From the line that holds "Provide the location of every instance of the train window" to the last line of the data, copy everything exactly; leave out all the rest.

++++++++++

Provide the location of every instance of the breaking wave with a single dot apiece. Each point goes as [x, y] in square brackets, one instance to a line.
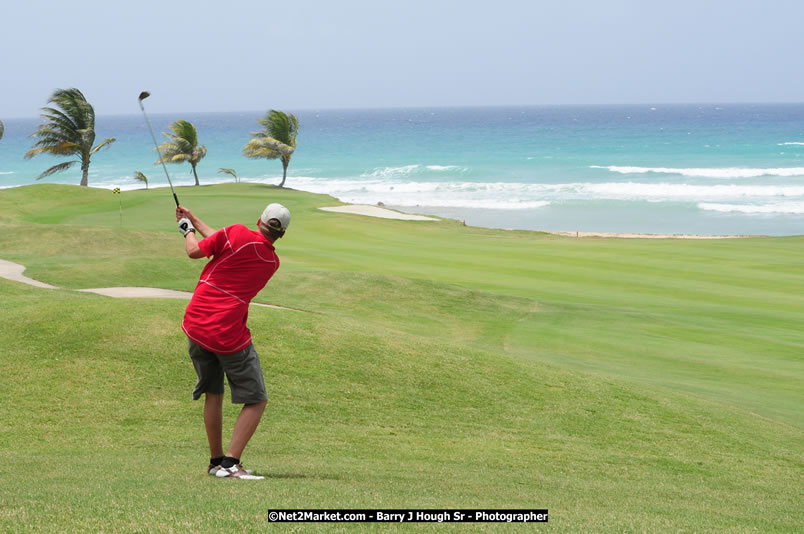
[409, 170]
[722, 172]
[772, 208]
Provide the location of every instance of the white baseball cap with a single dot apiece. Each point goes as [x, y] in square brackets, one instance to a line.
[278, 212]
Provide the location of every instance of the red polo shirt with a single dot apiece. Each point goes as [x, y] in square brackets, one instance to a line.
[244, 261]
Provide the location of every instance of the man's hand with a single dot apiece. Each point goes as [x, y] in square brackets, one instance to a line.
[182, 213]
[196, 223]
[185, 226]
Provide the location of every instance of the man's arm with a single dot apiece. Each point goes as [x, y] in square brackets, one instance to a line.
[191, 246]
[203, 228]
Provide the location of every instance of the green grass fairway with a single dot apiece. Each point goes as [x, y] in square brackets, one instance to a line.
[625, 385]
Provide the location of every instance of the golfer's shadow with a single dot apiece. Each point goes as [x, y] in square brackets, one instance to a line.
[292, 476]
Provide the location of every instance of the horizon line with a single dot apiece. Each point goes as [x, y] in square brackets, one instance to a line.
[464, 106]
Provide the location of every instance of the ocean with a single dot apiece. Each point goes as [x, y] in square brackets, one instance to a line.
[671, 169]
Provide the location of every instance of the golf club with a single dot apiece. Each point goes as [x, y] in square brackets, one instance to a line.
[143, 96]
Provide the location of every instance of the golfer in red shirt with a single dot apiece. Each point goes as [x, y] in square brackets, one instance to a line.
[215, 323]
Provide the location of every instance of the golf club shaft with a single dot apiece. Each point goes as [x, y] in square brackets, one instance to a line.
[159, 152]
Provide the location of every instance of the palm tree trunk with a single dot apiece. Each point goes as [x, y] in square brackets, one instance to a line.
[284, 173]
[85, 173]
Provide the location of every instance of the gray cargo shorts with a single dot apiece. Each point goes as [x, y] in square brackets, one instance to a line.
[242, 370]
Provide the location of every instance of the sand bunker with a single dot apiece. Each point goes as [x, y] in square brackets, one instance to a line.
[13, 271]
[376, 211]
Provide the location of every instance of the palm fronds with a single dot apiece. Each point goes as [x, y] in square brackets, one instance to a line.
[68, 130]
[277, 140]
[182, 145]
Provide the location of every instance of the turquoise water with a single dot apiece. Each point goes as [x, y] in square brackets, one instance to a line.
[705, 169]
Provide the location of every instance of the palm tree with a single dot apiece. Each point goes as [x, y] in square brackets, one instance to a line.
[141, 177]
[183, 146]
[230, 172]
[69, 131]
[276, 140]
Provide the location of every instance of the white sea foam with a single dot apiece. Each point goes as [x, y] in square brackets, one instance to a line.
[507, 195]
[407, 170]
[722, 172]
[780, 207]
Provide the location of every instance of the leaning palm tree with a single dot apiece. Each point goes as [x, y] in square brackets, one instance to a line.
[276, 141]
[141, 178]
[183, 146]
[69, 131]
[230, 172]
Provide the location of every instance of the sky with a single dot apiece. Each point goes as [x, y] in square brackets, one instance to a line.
[252, 55]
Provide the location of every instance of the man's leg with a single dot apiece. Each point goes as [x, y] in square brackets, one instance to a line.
[245, 426]
[213, 421]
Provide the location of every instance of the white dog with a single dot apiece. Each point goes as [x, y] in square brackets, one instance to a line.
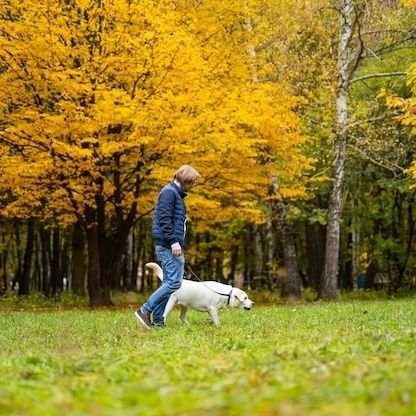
[207, 296]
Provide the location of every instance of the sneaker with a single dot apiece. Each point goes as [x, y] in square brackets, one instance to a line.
[144, 318]
[158, 324]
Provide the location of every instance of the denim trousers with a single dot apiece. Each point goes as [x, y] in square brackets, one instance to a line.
[173, 268]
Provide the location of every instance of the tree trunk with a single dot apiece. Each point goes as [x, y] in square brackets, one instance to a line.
[24, 283]
[315, 249]
[291, 285]
[347, 61]
[97, 295]
[79, 265]
[56, 271]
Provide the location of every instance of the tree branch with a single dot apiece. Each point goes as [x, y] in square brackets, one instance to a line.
[379, 75]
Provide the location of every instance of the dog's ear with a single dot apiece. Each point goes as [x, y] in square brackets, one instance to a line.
[240, 295]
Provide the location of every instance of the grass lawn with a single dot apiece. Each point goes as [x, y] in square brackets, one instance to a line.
[342, 358]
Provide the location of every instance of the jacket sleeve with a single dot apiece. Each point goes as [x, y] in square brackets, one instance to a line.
[166, 213]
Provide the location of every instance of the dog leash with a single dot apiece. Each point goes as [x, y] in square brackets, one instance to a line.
[212, 290]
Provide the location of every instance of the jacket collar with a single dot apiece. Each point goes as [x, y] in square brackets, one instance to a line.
[179, 189]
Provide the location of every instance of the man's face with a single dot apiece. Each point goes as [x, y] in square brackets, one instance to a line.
[186, 186]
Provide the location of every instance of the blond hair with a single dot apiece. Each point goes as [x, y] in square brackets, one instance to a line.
[186, 174]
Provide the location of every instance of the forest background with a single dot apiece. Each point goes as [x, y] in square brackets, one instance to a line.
[299, 115]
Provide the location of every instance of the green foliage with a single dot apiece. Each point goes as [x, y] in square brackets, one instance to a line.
[323, 359]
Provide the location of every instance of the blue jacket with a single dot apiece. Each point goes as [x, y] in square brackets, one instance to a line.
[169, 219]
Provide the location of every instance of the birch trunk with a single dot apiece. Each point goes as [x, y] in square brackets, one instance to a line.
[347, 60]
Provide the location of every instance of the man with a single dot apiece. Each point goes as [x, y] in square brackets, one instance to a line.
[168, 229]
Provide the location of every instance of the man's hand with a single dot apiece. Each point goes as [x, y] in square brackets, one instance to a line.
[176, 249]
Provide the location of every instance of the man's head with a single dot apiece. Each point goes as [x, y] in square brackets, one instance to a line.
[186, 175]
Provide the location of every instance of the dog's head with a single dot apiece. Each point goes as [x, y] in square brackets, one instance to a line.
[239, 299]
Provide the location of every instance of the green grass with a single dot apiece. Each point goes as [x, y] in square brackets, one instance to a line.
[342, 358]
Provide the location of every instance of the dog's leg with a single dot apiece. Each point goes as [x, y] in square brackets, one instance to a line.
[214, 315]
[169, 306]
[183, 315]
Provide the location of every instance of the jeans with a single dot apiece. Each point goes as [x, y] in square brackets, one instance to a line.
[173, 268]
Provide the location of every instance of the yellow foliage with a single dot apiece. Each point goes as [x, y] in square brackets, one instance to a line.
[102, 101]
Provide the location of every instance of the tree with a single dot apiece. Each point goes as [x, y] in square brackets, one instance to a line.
[99, 100]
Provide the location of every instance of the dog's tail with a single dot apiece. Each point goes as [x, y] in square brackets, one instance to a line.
[157, 269]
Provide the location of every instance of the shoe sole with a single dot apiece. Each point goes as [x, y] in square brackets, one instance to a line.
[140, 319]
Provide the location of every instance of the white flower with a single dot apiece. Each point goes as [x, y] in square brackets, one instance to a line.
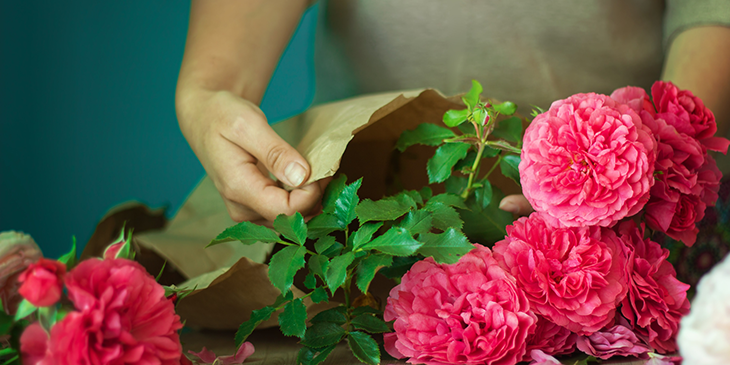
[704, 334]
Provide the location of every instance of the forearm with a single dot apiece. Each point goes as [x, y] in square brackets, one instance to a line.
[699, 60]
[234, 45]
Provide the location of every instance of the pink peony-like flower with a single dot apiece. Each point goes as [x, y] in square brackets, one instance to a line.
[550, 338]
[42, 282]
[471, 312]
[619, 340]
[587, 161]
[657, 300]
[122, 317]
[17, 251]
[573, 276]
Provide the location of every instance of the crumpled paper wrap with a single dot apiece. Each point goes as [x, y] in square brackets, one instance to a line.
[354, 136]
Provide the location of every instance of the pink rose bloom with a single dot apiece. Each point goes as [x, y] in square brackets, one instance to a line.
[122, 317]
[688, 114]
[550, 338]
[657, 300]
[470, 312]
[17, 251]
[618, 340]
[587, 161]
[42, 282]
[573, 276]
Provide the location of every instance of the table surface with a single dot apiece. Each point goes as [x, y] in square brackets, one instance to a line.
[273, 348]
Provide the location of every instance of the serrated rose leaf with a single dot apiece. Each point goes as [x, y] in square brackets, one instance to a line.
[293, 320]
[445, 247]
[426, 134]
[292, 227]
[284, 265]
[246, 232]
[367, 268]
[440, 165]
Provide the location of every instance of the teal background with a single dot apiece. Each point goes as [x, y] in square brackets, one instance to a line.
[87, 112]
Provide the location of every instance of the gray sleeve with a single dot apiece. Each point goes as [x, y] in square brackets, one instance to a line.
[681, 15]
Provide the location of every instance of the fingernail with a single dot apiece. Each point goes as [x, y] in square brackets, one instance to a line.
[295, 174]
[508, 206]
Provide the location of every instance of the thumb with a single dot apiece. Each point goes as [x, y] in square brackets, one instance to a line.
[281, 159]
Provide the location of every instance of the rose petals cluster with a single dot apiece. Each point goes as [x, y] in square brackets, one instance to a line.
[573, 276]
[471, 312]
[42, 282]
[587, 161]
[656, 300]
[704, 333]
[17, 252]
[121, 317]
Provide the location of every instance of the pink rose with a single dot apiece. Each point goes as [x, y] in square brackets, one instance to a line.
[618, 340]
[573, 276]
[17, 251]
[587, 161]
[657, 300]
[470, 312]
[550, 338]
[122, 317]
[42, 282]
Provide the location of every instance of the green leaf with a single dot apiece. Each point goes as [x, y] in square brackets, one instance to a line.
[24, 309]
[310, 281]
[446, 247]
[346, 203]
[318, 265]
[324, 243]
[69, 259]
[416, 222]
[509, 129]
[384, 209]
[400, 266]
[452, 117]
[426, 134]
[483, 194]
[364, 234]
[510, 167]
[337, 271]
[455, 184]
[506, 108]
[323, 334]
[486, 225]
[367, 268]
[257, 316]
[446, 156]
[320, 295]
[364, 347]
[246, 232]
[370, 323]
[397, 241]
[334, 315]
[292, 227]
[332, 193]
[284, 265]
[471, 98]
[444, 217]
[447, 199]
[293, 320]
[321, 225]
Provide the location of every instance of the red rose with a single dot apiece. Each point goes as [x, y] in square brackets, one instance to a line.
[122, 317]
[657, 300]
[573, 276]
[42, 282]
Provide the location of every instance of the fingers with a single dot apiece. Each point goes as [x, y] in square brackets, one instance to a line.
[251, 132]
[516, 204]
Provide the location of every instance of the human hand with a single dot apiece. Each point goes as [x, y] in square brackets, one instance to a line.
[238, 149]
[517, 204]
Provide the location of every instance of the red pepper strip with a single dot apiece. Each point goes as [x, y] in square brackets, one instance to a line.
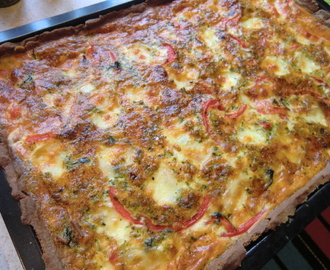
[213, 219]
[113, 56]
[171, 54]
[229, 227]
[120, 208]
[264, 107]
[272, 9]
[207, 105]
[318, 96]
[200, 213]
[266, 125]
[240, 41]
[261, 79]
[295, 47]
[14, 111]
[244, 227]
[39, 137]
[318, 80]
[238, 113]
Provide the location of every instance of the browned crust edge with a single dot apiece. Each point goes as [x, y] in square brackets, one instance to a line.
[234, 255]
[13, 167]
[312, 6]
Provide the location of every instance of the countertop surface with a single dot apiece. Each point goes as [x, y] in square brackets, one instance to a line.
[22, 13]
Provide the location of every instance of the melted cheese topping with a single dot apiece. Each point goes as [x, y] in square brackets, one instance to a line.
[136, 138]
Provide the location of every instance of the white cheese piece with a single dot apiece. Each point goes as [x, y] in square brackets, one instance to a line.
[235, 196]
[186, 79]
[232, 80]
[276, 65]
[252, 135]
[141, 53]
[115, 225]
[305, 64]
[165, 187]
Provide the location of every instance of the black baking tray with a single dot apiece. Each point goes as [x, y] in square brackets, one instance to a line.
[23, 236]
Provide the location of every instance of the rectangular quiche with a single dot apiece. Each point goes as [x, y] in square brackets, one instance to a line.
[168, 135]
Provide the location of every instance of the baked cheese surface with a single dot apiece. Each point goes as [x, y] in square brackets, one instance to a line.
[157, 140]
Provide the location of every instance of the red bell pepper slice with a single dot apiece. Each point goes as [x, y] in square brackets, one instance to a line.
[39, 137]
[113, 257]
[264, 107]
[295, 47]
[239, 112]
[156, 228]
[318, 80]
[261, 79]
[234, 19]
[171, 54]
[266, 125]
[228, 226]
[207, 105]
[244, 227]
[120, 208]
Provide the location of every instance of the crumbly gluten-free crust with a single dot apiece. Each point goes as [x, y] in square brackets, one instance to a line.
[16, 175]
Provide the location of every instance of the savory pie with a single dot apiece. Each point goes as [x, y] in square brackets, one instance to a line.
[167, 135]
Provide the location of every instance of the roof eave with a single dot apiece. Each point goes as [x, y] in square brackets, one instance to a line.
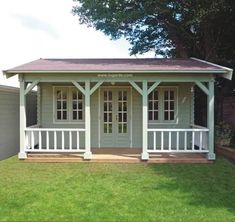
[10, 73]
[228, 74]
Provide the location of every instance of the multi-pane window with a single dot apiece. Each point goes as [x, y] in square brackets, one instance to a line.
[169, 105]
[162, 105]
[61, 105]
[108, 111]
[77, 105]
[69, 105]
[122, 111]
[153, 105]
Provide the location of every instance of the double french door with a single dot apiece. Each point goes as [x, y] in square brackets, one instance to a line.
[115, 117]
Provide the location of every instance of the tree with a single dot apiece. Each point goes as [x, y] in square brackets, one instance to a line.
[198, 28]
[171, 28]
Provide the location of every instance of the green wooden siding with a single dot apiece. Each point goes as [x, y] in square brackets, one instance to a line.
[184, 112]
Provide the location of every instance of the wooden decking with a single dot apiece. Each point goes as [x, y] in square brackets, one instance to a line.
[118, 156]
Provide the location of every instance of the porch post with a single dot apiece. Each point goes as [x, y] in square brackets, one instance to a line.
[87, 154]
[210, 120]
[22, 154]
[145, 155]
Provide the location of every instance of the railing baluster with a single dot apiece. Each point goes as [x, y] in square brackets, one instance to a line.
[162, 140]
[55, 140]
[193, 139]
[62, 140]
[185, 140]
[154, 140]
[47, 140]
[70, 140]
[32, 140]
[169, 140]
[78, 145]
[200, 141]
[40, 139]
[177, 140]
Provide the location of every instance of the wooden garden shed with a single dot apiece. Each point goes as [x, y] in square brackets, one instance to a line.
[86, 104]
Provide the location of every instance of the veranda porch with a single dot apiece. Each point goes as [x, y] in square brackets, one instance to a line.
[192, 140]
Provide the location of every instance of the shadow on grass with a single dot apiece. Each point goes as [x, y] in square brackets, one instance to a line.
[208, 185]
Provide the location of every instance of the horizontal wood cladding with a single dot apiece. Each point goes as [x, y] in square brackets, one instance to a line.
[229, 111]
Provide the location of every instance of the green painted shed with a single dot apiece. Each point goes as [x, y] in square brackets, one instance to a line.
[86, 104]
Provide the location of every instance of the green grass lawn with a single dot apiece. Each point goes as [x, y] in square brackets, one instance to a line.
[116, 192]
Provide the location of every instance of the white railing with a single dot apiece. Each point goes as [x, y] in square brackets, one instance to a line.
[178, 140]
[53, 139]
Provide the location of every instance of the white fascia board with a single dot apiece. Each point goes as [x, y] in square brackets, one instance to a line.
[228, 71]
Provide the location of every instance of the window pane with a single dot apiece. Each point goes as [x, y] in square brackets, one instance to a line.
[166, 106]
[124, 106]
[105, 128]
[124, 117]
[110, 95]
[155, 105]
[74, 115]
[58, 94]
[105, 117]
[166, 95]
[80, 115]
[64, 105]
[119, 117]
[79, 95]
[58, 115]
[110, 128]
[64, 115]
[105, 95]
[124, 128]
[110, 106]
[64, 95]
[156, 95]
[155, 115]
[79, 105]
[120, 95]
[120, 128]
[58, 105]
[74, 105]
[110, 117]
[166, 116]
[105, 106]
[74, 95]
[119, 106]
[124, 95]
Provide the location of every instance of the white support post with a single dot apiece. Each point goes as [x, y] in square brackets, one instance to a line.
[210, 121]
[145, 155]
[22, 154]
[87, 154]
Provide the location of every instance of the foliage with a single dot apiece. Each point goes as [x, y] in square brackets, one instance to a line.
[199, 28]
[116, 192]
[223, 133]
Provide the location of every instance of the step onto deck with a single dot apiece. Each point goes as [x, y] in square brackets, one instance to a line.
[117, 158]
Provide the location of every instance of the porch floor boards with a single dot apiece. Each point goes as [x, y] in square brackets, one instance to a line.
[117, 156]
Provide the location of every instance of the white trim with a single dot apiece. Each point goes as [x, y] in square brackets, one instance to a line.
[99, 117]
[99, 111]
[161, 120]
[131, 114]
[68, 121]
[228, 74]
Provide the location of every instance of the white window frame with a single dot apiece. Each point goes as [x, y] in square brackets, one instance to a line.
[161, 90]
[69, 120]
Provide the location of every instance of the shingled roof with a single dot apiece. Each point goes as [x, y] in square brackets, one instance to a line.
[118, 65]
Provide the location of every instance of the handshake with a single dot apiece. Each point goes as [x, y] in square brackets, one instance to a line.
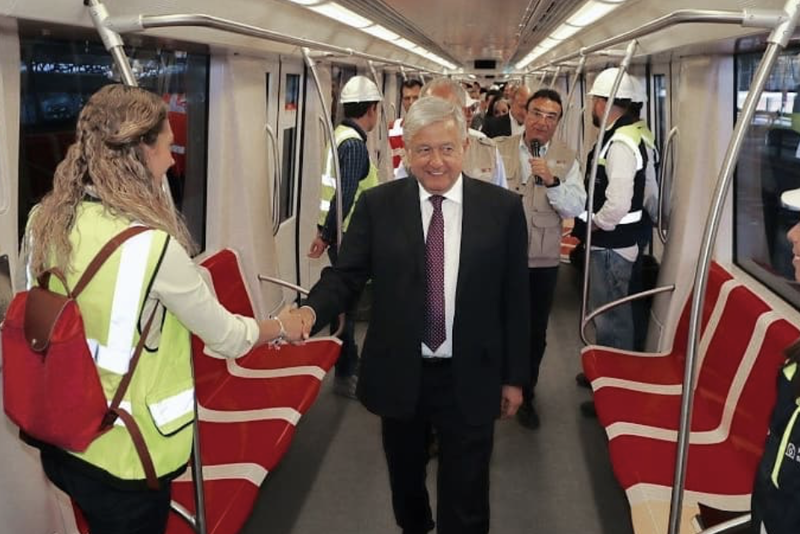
[292, 325]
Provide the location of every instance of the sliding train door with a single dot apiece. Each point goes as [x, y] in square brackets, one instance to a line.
[288, 122]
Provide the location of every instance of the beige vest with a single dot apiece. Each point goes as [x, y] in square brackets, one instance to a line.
[480, 160]
[544, 223]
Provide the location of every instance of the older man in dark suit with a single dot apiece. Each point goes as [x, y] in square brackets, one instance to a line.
[448, 342]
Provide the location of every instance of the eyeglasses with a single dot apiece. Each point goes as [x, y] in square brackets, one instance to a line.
[427, 151]
[547, 117]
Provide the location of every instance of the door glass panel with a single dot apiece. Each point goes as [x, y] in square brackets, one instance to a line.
[58, 77]
[290, 133]
[769, 165]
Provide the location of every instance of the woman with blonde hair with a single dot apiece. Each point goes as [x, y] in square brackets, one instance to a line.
[110, 180]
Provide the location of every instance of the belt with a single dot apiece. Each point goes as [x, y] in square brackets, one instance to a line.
[435, 361]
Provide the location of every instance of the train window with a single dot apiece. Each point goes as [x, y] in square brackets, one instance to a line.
[660, 115]
[769, 164]
[290, 135]
[58, 77]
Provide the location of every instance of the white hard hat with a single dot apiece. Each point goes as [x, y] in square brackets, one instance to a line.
[605, 81]
[640, 94]
[791, 199]
[359, 89]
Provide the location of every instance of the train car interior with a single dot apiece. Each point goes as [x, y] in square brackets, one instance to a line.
[253, 93]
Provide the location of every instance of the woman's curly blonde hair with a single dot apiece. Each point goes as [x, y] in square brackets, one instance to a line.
[107, 156]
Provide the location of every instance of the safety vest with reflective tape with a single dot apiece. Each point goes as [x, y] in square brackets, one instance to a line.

++++++++++

In response →
Provide the location of every instance of the train window with a single dot apiece. Each point goes as [x, y] in square brackets, one instance to a line.
[660, 115]
[769, 164]
[290, 135]
[58, 77]
Provide the location of every instance of the white hard hat with a single dot apiece. Each point goes as [x, y] in square brackets, one instance to a line.
[605, 81]
[640, 94]
[791, 199]
[359, 89]
Provide the location of every instance of the train car interior with a single dot apiece. Each point goes as [x, y] in square brackets, one instance to a line.
[253, 93]
Provide the location of every instance of the woman's curly blonde hair with a single dot apiece. Each point goes as [x, y] in square brackets, one instance to a line.
[107, 156]
Provide the location of every instance of the safety vest with reflective tape with a single dot apiece. Each point goes as [x, y] in square brackets, one instance to a line.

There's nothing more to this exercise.